■ EXTRACTED DATA:

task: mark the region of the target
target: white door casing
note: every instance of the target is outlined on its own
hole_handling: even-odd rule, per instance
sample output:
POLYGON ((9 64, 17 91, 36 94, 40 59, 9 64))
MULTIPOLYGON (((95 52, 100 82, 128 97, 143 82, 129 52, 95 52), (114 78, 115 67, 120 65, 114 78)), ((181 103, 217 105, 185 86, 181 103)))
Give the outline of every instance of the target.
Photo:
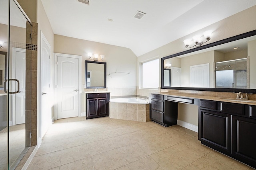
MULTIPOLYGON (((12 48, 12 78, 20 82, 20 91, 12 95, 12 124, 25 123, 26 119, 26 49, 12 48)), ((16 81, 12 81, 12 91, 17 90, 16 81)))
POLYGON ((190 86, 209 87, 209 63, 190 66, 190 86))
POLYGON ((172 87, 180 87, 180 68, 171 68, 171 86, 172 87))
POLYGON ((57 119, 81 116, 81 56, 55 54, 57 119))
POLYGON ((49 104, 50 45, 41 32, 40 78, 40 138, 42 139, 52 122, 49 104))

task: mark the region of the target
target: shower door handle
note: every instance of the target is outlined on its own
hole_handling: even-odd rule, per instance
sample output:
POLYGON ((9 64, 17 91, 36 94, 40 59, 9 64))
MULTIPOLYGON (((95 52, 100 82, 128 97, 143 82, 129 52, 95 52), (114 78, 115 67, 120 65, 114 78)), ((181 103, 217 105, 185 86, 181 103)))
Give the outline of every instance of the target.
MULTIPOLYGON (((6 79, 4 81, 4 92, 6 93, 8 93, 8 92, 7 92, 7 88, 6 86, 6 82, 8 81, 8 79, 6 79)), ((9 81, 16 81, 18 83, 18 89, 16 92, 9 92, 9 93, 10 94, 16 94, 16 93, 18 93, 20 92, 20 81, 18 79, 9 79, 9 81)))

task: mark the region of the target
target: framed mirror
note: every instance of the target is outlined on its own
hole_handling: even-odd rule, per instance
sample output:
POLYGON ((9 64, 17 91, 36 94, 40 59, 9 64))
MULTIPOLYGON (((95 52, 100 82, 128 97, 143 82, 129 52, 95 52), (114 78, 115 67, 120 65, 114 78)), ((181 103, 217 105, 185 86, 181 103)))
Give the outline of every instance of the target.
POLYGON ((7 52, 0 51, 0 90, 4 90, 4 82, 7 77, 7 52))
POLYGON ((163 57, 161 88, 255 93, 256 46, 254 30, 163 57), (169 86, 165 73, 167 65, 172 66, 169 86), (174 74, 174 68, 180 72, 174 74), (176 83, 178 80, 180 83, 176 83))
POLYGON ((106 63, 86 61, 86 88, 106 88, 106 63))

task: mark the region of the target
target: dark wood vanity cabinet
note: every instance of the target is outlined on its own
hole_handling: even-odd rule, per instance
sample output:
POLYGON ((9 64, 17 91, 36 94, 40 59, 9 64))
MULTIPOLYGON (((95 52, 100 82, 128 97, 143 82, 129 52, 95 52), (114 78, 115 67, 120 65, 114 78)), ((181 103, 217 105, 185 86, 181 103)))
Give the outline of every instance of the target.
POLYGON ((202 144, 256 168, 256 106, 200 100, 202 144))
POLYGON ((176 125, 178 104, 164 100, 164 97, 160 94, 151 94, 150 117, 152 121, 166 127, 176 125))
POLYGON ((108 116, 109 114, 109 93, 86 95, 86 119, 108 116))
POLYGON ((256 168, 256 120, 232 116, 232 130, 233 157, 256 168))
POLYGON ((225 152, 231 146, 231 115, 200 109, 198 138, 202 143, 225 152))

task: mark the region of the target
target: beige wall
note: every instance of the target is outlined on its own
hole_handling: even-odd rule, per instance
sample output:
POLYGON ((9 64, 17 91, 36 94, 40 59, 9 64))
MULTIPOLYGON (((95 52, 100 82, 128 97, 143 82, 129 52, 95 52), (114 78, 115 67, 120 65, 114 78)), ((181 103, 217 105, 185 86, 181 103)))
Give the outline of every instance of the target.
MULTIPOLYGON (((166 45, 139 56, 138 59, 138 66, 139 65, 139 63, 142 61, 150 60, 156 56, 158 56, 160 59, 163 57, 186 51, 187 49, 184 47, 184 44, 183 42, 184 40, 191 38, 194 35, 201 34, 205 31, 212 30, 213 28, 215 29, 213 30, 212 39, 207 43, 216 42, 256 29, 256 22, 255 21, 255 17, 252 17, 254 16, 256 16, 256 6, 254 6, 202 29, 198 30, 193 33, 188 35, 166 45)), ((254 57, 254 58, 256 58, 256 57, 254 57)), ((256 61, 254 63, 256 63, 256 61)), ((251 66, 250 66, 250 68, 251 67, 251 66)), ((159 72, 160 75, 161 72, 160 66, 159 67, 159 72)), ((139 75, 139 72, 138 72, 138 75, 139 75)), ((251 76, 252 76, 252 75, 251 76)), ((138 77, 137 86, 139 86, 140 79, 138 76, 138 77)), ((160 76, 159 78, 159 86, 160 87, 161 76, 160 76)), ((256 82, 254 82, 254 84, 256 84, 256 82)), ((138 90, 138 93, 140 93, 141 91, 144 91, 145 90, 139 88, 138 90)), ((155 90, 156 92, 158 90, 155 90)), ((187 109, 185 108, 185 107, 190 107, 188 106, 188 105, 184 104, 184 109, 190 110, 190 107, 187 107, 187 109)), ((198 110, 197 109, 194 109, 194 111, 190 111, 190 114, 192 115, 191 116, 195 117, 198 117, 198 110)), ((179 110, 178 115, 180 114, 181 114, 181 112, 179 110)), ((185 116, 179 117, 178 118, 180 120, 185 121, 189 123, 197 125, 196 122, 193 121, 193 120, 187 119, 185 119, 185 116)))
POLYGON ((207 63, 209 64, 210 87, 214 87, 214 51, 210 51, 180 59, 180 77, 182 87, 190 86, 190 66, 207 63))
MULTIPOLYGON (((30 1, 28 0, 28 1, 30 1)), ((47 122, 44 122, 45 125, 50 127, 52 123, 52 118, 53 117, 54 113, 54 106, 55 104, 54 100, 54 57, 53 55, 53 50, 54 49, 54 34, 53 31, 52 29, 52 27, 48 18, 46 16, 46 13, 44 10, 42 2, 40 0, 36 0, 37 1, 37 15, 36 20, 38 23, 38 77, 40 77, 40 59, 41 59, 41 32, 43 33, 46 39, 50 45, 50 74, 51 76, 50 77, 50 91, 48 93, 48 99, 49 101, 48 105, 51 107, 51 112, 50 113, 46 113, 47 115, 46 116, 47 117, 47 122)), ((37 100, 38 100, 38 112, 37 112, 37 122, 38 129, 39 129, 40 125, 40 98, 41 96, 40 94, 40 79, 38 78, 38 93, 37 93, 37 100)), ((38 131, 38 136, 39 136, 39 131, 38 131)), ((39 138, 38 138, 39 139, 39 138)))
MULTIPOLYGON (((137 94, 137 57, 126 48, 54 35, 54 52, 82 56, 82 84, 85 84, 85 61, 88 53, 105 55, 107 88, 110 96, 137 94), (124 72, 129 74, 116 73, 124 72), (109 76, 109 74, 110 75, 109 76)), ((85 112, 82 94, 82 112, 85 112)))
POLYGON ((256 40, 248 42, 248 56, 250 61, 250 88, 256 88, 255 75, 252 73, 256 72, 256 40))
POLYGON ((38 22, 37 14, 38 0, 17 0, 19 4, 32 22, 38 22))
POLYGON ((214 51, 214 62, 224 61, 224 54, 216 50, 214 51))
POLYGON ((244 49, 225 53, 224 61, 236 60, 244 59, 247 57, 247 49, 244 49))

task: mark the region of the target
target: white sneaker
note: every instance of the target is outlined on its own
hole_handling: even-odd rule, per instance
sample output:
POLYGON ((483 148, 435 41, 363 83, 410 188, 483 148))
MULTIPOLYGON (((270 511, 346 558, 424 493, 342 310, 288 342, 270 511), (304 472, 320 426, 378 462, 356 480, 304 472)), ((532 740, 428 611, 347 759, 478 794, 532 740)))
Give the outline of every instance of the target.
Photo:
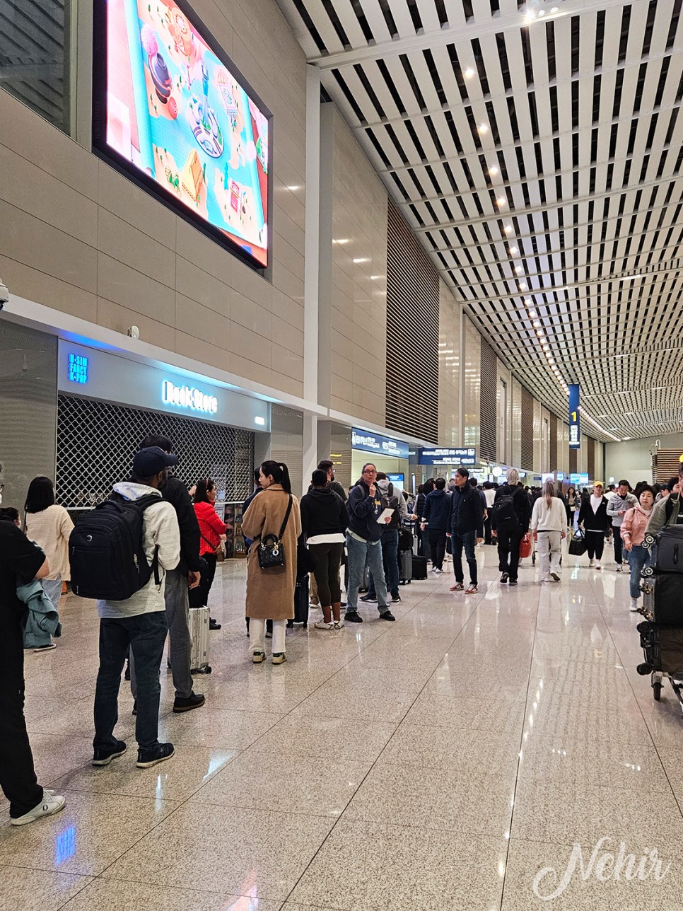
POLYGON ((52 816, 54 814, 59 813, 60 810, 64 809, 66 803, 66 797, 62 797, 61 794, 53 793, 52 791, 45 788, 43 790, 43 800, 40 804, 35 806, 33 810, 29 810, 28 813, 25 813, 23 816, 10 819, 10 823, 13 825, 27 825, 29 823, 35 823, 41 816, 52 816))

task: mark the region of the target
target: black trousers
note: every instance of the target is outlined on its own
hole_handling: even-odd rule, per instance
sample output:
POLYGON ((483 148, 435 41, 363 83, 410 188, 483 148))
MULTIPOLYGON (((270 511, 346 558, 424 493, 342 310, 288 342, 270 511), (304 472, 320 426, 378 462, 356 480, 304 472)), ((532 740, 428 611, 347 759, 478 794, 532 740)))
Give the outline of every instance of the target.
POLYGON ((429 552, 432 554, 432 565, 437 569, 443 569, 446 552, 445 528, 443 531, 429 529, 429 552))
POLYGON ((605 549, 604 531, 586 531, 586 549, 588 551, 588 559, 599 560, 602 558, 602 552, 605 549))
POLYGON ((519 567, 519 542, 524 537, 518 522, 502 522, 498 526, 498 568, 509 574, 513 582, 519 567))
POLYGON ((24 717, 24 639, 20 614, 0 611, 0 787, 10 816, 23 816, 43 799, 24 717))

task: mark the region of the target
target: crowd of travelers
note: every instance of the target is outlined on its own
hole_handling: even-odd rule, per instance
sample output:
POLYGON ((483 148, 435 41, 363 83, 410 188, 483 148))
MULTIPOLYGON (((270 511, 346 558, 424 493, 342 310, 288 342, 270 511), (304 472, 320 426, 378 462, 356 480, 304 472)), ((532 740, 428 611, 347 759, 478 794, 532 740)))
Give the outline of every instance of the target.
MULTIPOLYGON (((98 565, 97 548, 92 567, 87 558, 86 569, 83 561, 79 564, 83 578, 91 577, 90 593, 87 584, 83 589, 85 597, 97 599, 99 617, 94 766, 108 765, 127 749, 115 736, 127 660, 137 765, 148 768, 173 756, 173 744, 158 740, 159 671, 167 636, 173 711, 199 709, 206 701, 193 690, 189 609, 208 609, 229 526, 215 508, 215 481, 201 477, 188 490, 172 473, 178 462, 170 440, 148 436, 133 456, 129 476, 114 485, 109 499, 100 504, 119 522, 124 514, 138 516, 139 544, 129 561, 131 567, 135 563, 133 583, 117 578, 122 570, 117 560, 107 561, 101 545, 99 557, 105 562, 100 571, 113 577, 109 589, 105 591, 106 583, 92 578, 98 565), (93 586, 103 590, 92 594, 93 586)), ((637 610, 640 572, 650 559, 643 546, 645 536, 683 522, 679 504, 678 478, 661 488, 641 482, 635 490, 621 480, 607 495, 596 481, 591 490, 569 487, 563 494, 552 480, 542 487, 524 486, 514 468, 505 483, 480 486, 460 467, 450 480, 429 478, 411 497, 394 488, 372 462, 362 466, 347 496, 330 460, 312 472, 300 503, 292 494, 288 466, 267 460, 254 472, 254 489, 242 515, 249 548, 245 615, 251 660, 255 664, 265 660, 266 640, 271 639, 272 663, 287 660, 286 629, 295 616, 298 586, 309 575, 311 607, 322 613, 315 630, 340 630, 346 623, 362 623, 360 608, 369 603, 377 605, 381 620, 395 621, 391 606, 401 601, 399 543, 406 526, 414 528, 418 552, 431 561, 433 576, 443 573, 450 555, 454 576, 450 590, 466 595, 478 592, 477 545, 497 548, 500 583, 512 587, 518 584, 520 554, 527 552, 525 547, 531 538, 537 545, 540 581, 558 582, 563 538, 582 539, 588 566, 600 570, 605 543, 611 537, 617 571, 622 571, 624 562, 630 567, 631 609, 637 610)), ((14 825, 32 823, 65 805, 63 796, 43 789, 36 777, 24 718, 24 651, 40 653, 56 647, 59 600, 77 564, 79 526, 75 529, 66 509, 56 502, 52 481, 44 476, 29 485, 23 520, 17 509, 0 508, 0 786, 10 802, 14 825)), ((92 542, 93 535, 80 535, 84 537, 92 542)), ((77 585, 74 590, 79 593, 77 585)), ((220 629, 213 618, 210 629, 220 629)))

■ THE TASK: Print the records word for word from their very first line through the line containing "POLYGON ((190 86, 209", including both ends, and leave the pictures out of your answer.

■ SOLVED PROBLEM:
task: mark the region of the target
target: white door casing
note: every instance of the target is outlined on its own
hole_handling: even-odd rule, per instance
sample output:
POLYGON ((9 64, 17 91, 36 94, 40 59, 9 64))
MULTIPOLYGON (((95 52, 100 82, 128 97, 143 82, 129 52, 95 52), (114 78, 115 67, 120 65, 114 78)), ((181 103, 217 105, 185 86, 181 103)))
Give the outline of every instance of the target.
Photo:
MULTIPOLYGON (((12 48, 12 78, 20 82, 20 91, 12 95, 12 124, 25 123, 26 119, 26 49, 12 48)), ((16 81, 12 81, 12 91, 17 90, 16 81)))
POLYGON ((190 86, 209 87, 209 63, 190 66, 190 86))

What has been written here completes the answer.